> TEXT EXCERPT:
------------------------------------------------------------
Last Friday a couple of students of Dockyard Academy were invited to participate in their roundtable, in which some Dockyard-ers get together and chat about what's cooking in their projects.
There was some element of awe at the contemplation of high-level developers at the top of their game. It was something similar to stepping into a conservatory or an art class as a aspirant. It is easy to develop metaphorical neck injuries after looking up to these guys.
I asked the room: "what do you see when you see us newbies? what advice would you have or give your past selves?". Paul jumped in and did an
IO.puts(@lessons_learnt_from_experience) |> Deliver.NoSugarCoating()
Here are the bullet-points:
You cannot avoid burnout - Recognize the early signs of burnout, take corrective action, slay the dragon, and we'll see each other on the other side. This is bound to happen once per year or couple of years.
Make "free time" useful for yourself: a bit of a "duh" but not so much when we look at our lives and realize that many of us use free time to add screen time, study time, personal projects time... Paul pointed towards a healthy combination of progressing your own interests, which is how you craft your niche and reputation, as well as unrelated activities that are there to nurture other areas of your life. In my case: writing, music, cooking, meditating, spending time in nature... Yours?
In everything you do, try and find the lessons and stepping stones that will take you further. For example, you may not particularly enjoy being a maintenance developer, but you can approach the job as becoming really good at refactoring, or git, or project management. Collect bricks to build your castle, so to speak. Everything can be used to further your development and skillset.
------------------------------------------------------------
Bounding-box records:
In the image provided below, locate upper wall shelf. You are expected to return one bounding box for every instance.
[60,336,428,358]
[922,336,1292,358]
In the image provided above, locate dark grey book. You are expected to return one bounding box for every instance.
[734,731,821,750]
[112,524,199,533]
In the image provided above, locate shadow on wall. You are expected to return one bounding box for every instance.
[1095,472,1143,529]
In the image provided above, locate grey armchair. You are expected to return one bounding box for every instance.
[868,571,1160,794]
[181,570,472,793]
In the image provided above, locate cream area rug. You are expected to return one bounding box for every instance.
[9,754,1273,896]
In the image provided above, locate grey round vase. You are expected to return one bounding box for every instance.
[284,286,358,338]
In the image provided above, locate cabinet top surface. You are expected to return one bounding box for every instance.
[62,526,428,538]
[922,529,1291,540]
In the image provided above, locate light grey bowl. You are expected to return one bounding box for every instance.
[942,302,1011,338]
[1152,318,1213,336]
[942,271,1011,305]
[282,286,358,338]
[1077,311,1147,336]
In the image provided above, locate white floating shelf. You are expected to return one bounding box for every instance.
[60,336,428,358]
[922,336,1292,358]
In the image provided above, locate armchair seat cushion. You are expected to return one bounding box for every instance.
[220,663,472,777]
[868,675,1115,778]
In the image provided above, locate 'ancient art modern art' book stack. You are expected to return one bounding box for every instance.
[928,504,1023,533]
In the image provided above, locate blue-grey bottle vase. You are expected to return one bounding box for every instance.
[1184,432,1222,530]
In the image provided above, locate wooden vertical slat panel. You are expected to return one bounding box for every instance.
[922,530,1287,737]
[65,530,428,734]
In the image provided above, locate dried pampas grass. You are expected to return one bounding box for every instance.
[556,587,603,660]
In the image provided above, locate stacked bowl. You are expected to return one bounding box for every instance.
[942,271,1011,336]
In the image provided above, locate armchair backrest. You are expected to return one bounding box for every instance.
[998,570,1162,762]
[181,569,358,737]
------------------------------------------------------------
> GIVEN INSTRUCTION: Reproduce the full account of the Dockyard Academy roundtable verbatim, without altering any word or character.

> OUTPUT:
Last Friday a couple of students of Dockyard Academy were invited to participate in their roundtable, in which some Dockyard-ers get together and chat about what's cooking in their projects.
There was some element of awe at the contemplation of high-level developers at the top of their game. It was something similar to stepping into a conservatory or an art class as a aspirant. It is easy to develop metaphorical neck injuries after looking up to these guys.
I asked the room: "what do you see when you see us newbies? what advice would you have or give your past selves?". Paul jumped in and did an
IO.puts(@lessons_learnt_from_experience) |> Deliver.NoSugarCoating()
Here are the bullet-points:
You cannot avoid burnout - Recognize the early signs of burnout, take corrective action, slay the dragon, and we'll see each other on the other side. This is bound to happen once per year or couple of years.
Make "free time" useful for yourself: a bit of a "duh" but not so much when we look at our lives and realize that many of us use free time to add screen time, study time, personal projects time... Paul pointed towards a healthy combination of progressing your own interests, which is how you craft your niche and reputation, as well as unrelated activities that are there to nurture other areas of your life. In my case: writing, music, cooking, meditating, spending time in nature... Yours?
In everything you do, try and find the lessons and stepping stones that will take you further. For example, you may not particularly enjoy being a maintenance developer, but you can approach the job as becoming really good at refactoring, or git, or project management. Collect bricks to build your castle, so to speak. Everything can be used to further your development and skillset.